:: Job ::
Rewrite the rows from their first line through the line containing "POLYGON ((326 217, 327", replacing "pixels" with "points" and leaving everything else unchanged.

***** Data provided *****

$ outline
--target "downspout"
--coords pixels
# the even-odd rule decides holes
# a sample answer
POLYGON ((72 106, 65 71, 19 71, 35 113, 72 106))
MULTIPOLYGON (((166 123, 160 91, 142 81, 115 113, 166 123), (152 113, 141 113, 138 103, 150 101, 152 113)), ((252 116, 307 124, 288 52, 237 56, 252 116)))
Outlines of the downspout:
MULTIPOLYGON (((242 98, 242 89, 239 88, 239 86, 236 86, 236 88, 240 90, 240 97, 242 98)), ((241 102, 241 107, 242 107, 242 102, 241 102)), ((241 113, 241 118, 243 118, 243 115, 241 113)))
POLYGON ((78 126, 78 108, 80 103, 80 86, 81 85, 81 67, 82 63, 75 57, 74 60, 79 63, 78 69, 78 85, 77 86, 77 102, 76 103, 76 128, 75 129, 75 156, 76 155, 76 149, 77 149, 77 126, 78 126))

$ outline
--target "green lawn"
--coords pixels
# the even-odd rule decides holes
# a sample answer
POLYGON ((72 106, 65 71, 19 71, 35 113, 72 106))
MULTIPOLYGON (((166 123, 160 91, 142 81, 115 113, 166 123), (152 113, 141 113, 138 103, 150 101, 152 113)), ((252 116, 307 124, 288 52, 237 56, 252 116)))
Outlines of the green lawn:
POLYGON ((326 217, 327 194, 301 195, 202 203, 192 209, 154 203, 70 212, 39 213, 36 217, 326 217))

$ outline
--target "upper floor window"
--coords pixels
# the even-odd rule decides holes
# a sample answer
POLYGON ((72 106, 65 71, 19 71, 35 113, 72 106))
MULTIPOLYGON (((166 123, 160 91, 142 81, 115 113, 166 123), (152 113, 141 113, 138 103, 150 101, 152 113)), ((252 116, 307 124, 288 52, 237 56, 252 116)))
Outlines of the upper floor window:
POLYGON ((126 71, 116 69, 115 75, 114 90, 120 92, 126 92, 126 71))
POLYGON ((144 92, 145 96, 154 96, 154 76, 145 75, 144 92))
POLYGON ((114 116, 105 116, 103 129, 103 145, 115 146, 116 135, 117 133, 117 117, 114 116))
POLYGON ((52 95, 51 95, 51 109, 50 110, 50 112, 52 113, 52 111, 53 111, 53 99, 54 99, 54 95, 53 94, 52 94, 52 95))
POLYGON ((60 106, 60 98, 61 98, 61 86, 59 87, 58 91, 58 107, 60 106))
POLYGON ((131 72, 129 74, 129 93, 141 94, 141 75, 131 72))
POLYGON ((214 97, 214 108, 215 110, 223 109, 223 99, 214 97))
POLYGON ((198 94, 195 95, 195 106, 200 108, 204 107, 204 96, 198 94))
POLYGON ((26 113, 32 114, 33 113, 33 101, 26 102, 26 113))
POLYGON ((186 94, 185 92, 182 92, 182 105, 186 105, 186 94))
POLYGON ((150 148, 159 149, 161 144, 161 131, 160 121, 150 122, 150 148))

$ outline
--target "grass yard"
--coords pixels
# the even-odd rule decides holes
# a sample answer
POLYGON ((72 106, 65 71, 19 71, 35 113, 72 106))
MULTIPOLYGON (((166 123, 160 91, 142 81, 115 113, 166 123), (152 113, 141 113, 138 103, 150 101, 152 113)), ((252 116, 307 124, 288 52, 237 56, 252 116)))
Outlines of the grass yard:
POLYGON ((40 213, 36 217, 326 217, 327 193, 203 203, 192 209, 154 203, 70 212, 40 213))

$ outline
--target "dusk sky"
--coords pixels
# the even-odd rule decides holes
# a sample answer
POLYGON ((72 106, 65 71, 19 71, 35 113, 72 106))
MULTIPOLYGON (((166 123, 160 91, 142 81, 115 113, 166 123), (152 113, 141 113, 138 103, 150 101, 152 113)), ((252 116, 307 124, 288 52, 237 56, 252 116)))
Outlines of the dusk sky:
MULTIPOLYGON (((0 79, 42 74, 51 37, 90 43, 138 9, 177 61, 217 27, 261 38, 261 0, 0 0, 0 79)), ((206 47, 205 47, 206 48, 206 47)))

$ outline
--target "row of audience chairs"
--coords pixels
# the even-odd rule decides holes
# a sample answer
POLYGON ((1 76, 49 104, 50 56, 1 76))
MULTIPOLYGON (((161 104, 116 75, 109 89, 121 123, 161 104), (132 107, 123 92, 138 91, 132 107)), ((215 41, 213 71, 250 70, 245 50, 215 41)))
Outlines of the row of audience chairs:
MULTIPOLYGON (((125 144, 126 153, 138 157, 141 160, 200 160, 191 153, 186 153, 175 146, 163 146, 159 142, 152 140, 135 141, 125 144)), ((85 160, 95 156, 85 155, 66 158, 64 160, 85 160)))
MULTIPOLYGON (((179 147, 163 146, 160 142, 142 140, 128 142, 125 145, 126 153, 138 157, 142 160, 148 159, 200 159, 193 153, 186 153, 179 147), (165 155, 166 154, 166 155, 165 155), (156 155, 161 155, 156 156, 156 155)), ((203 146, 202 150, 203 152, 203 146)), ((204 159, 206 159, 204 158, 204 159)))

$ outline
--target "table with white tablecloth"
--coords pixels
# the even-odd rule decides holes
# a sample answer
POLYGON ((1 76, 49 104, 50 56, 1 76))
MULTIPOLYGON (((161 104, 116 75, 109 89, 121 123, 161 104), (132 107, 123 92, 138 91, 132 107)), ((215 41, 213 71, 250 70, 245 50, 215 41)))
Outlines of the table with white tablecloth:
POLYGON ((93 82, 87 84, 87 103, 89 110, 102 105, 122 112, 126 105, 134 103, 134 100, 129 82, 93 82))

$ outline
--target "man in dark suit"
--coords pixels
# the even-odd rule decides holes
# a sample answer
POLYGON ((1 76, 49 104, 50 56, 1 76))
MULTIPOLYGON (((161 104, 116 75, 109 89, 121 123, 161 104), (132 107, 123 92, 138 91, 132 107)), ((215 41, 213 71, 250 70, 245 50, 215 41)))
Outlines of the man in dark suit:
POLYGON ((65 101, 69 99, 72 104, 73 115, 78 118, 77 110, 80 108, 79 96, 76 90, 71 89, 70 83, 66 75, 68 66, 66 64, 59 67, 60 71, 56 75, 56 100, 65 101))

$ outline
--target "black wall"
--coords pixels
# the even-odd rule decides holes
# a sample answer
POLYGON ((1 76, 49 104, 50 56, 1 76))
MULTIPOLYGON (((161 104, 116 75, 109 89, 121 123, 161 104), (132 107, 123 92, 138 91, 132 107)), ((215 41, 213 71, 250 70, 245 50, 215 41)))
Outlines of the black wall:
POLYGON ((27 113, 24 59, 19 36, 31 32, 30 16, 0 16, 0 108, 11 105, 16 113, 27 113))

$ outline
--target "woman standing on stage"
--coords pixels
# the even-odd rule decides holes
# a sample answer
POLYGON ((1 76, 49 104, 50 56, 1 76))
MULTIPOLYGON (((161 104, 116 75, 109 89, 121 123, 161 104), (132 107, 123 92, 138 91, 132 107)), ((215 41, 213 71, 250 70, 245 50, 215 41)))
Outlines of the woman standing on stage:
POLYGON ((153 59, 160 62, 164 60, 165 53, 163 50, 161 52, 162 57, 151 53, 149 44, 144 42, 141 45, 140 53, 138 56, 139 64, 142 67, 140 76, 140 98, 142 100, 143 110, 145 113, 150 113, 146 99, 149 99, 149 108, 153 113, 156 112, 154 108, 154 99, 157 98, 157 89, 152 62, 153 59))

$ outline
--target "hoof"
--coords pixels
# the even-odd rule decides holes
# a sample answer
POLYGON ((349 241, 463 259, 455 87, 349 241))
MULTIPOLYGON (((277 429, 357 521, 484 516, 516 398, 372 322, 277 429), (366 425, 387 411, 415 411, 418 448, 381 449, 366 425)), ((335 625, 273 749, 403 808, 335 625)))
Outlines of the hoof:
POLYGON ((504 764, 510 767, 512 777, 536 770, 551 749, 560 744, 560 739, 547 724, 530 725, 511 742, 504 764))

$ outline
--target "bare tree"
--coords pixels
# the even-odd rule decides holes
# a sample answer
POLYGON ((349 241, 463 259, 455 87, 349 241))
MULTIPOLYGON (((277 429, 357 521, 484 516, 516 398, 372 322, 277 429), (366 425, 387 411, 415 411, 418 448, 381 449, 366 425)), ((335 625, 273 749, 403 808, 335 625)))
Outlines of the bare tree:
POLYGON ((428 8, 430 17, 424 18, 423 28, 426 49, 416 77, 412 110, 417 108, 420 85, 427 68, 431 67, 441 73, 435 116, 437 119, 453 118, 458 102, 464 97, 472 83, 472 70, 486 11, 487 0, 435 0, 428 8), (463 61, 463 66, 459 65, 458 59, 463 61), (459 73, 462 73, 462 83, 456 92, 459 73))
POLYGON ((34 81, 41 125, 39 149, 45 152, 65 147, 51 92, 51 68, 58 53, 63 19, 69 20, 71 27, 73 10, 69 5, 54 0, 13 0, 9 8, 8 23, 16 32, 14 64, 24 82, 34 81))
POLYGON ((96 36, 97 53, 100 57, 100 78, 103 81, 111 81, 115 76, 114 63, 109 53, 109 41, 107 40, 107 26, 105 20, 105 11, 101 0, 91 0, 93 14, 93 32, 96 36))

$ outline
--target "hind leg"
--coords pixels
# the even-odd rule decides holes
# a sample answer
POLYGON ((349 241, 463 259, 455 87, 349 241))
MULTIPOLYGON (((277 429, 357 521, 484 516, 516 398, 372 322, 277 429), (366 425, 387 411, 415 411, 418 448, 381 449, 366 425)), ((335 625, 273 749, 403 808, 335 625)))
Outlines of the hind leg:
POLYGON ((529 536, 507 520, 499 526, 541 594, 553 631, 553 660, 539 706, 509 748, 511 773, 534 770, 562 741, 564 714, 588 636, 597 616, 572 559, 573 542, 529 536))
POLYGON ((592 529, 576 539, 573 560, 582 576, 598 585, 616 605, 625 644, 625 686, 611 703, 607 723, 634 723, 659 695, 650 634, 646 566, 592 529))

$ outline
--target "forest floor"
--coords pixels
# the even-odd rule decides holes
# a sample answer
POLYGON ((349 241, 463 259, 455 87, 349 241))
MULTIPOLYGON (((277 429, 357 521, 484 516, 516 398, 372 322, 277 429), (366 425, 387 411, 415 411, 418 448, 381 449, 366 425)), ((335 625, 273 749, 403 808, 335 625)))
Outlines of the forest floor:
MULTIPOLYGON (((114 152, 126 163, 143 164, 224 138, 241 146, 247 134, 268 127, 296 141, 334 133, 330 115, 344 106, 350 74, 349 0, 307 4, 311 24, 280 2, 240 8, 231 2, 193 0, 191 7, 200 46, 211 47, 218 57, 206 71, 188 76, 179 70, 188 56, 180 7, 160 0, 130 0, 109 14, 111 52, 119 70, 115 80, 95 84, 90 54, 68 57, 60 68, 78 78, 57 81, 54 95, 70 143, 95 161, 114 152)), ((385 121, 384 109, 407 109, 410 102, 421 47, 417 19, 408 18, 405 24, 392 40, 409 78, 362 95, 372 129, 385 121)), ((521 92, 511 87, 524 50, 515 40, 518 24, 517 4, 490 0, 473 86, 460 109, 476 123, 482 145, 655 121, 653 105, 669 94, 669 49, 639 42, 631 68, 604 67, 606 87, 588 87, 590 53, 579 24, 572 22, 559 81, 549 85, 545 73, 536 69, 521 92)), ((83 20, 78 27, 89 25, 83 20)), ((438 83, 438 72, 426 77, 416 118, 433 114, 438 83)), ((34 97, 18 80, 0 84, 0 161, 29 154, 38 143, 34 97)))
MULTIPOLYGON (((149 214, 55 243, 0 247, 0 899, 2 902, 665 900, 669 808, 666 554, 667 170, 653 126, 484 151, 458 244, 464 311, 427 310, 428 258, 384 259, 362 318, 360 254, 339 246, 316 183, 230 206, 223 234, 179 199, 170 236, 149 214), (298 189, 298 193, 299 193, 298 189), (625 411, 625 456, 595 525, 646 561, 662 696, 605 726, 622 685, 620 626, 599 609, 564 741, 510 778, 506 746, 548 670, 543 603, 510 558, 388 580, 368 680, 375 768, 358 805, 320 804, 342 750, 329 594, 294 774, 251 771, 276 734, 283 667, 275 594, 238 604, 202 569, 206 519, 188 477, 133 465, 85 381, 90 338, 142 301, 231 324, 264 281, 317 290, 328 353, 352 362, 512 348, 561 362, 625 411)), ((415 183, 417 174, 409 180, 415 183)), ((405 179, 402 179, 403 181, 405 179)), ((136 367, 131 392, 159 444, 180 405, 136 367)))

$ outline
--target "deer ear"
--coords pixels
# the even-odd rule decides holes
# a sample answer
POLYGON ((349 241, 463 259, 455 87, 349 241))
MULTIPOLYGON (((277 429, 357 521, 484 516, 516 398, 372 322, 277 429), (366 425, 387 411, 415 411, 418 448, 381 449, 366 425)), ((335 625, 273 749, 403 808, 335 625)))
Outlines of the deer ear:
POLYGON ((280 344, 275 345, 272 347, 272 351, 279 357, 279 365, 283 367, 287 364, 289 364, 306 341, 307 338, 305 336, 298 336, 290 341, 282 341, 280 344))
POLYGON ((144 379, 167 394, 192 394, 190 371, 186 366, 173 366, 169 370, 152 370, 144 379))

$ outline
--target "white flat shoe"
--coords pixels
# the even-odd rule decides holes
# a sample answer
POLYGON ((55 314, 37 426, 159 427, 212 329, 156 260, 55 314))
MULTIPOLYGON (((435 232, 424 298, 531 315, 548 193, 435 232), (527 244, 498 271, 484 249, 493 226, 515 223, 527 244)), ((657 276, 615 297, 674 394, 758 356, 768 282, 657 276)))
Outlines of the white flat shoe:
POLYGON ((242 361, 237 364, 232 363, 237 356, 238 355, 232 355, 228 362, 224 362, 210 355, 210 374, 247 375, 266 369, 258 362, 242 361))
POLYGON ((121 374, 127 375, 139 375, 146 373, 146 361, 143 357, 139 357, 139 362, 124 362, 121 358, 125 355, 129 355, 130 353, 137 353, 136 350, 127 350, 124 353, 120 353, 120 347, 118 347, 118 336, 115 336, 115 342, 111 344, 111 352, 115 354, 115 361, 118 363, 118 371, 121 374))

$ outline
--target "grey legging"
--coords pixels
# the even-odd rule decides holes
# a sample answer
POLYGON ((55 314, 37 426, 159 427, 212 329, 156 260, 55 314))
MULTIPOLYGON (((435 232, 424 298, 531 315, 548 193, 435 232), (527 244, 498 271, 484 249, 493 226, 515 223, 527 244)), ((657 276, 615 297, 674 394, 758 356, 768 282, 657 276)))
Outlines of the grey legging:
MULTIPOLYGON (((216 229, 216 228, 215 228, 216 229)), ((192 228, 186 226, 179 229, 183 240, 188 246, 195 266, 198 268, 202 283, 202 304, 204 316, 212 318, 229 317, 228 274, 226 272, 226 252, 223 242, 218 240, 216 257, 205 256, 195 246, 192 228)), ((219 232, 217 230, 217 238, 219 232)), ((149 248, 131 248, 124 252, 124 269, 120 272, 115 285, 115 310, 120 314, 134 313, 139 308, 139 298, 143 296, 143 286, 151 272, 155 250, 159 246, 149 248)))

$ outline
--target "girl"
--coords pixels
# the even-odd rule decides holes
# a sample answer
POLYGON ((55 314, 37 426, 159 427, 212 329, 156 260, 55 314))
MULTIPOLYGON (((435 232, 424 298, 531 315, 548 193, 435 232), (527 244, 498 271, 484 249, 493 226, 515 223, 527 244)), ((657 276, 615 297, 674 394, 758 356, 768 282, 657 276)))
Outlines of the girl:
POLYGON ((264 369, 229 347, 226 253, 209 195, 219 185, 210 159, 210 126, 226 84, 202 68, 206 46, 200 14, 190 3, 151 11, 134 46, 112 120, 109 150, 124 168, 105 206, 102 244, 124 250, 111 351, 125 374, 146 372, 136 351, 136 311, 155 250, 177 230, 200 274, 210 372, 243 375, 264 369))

*****

:: Task result ::
$ outline
--target "downspout"
--coords points
# the even-odd rule decides holes
# a sample answer
POLYGON ((72 106, 65 71, 19 71, 35 113, 72 106))
MULTIPOLYGON (((166 123, 160 91, 142 81, 115 113, 166 123), (152 113, 141 113, 138 103, 150 101, 152 113)), ((252 116, 307 124, 288 52, 237 56, 252 116)))
Outlines of the downspout:
MULTIPOLYGON (((242 98, 242 89, 239 88, 239 86, 236 86, 236 88, 240 90, 240 97, 242 98)), ((241 102, 241 107, 242 107, 242 102, 241 102)), ((241 113, 241 118, 243 118, 243 115, 241 113)))
POLYGON ((78 126, 78 108, 80 103, 80 86, 81 85, 81 67, 82 63, 75 57, 74 60, 79 63, 78 69, 78 85, 77 86, 77 102, 76 103, 76 128, 75 129, 75 156, 76 155, 76 149, 77 149, 77 126, 78 126))

$ outline
--target "green lawn"
--coords points
# the even-odd rule decides holes
# a sample answer
POLYGON ((72 106, 65 71, 19 71, 35 113, 72 106))
MULTIPOLYGON (((166 123, 160 91, 142 81, 115 113, 166 123), (152 113, 141 113, 138 103, 150 101, 152 113)), ((252 116, 307 124, 288 52, 237 56, 252 116)))
Outlines of the green lawn:
POLYGON ((326 217, 327 194, 301 195, 202 203, 192 209, 154 203, 70 212, 39 213, 36 217, 326 217))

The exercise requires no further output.